ASSIGNMENT: Revise the personal essay, starting with "Sometimes I want" and going on through "actually hearing them.", and write that stretch out again with "dictionary" changed to "encyclopedia".

━━━ QUOTED PASSAGE ━━━

Sometimes I want to throw this culture right on its ear!
I picked up the dictionary this morning to check the spelling of clairaudience and read: The SUPPOSED ability to perceive and understand sounds from a distance without actually hearing them.
Clairvoyance: The SUPPOSED ability to perceive things that are not in sight or that can not be seen. Keen perception and insight.
I looked up mathematician, which is defined as an expert or specialist in mathematics. Why doesn’t it say a SUPPOSED expert or specialist in the field of mathematics? What a rip!
Thirteen years ago I wrote a memoir. My therapist asked me to do it. Go ahead, she said, write it all down. It will be good for you, give you insight.
And so I did. I took a year and wrote the whole thing out. And you know what she said when she read it? This is excellent. I’d like you to write my memoir when I am ready. Your book could really help people, and would sell if you’d just take the spiritual parts out.

━━━ MATERIAL SHOWN ━━━

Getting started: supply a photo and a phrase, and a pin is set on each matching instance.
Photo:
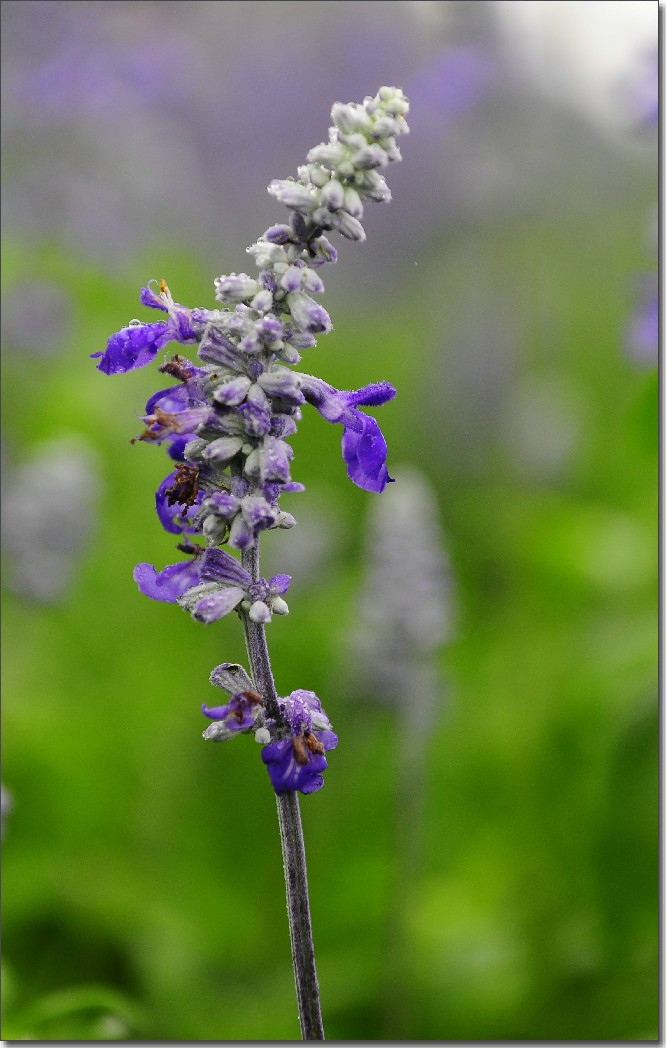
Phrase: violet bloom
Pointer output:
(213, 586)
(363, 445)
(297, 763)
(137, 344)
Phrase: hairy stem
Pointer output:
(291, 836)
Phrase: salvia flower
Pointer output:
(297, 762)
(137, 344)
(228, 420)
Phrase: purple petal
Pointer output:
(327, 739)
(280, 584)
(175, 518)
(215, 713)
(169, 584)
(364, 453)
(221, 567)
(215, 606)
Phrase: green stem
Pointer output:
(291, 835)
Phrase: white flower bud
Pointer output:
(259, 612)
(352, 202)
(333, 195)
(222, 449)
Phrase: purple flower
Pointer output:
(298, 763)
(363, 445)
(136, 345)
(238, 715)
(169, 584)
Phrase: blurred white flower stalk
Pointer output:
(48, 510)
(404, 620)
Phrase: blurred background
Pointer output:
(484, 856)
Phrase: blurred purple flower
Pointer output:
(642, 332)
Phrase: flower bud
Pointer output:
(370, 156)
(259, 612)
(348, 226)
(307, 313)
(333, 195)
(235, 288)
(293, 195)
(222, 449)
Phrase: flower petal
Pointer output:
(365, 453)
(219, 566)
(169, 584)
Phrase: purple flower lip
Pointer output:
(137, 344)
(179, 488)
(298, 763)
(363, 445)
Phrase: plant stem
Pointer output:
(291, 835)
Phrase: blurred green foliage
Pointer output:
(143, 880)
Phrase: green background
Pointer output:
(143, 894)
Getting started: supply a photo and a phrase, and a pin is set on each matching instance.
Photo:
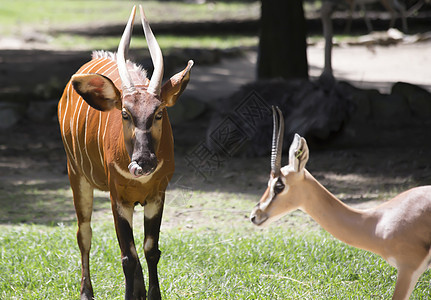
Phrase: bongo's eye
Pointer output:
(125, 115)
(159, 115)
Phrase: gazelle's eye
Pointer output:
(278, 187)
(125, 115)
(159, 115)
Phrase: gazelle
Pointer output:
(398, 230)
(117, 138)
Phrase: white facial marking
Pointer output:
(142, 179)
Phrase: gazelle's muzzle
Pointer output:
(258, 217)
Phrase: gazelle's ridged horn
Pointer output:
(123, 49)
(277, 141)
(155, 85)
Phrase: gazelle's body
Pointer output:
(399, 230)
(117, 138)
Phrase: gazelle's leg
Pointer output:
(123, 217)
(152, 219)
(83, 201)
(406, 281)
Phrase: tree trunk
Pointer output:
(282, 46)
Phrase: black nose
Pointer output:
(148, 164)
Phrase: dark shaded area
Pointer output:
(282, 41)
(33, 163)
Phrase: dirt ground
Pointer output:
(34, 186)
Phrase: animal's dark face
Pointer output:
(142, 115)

━━━

SOLUTION TO THIS TASK:
Sometimes I want to throw this culture right on its ear!
I picked up the encyclopedia this morning to check the spelling of clairaudience and read: The SUPPOSED ability to perceive and understand sounds from a distance without actually hearing them.